__Task details__: In the entries below, find the line containing "Locate every instance of the tree", then copy it and every later line exactly, ending with the last line.
━━━━━ Data shown
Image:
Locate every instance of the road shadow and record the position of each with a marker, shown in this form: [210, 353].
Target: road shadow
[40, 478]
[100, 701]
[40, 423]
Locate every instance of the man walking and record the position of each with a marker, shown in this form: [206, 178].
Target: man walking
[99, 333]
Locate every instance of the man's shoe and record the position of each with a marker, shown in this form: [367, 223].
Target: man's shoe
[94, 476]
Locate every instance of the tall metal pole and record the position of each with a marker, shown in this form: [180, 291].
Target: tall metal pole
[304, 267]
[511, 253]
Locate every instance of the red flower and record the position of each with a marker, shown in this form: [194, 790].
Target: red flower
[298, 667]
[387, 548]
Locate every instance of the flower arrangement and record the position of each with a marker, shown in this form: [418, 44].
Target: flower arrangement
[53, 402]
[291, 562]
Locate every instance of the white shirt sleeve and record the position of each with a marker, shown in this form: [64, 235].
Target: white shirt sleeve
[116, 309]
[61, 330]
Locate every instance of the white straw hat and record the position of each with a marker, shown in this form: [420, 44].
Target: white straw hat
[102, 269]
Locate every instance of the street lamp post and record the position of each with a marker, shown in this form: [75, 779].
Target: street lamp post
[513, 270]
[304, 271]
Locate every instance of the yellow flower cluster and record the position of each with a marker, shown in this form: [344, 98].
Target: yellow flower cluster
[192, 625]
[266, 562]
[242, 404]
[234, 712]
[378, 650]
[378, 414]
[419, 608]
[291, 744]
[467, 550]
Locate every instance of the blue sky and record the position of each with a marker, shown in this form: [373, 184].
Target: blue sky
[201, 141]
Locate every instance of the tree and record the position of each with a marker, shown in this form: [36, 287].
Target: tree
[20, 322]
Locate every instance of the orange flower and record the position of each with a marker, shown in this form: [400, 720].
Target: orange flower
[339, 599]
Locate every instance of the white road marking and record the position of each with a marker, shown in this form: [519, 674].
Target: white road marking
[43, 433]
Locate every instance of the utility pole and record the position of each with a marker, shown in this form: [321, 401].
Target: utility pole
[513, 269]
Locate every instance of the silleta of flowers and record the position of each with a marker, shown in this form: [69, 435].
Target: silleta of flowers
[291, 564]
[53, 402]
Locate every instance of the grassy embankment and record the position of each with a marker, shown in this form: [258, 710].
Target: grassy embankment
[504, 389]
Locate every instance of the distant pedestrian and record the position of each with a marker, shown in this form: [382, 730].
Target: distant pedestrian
━━━━━━━━━━
__Response for this exercise__:
Locate every instance of the tree and record the position of each with a marker, shown in this form: [36, 287].
Target: tree
[20, 322]
Locate every instance of the orange flower and record the position of each with a marker, shown in this form: [400, 720].
Target: orange flower
[339, 599]
Locate every instance of the white road marking and record the position of each with a marker, shown in this form: [519, 674].
Target: white road marking
[43, 433]
Locate every instance of the utility pole and record the position of each with a marker, shown in this form: [321, 401].
Target: utility pole
[513, 269]
Locate every instance of the silleta of flowers and record the position of each with a marker, shown in this form: [69, 435].
Target: silleta of flowers
[291, 564]
[53, 402]
Locate every instance of the grassy embankment and record the position of each with a marker, shown in this form: [258, 710].
Target: grassy embankment
[504, 389]
Locate every instance of the distant pedestrian and record the position of each with a marker, shown in this form: [382, 730].
Target: distant pedestrian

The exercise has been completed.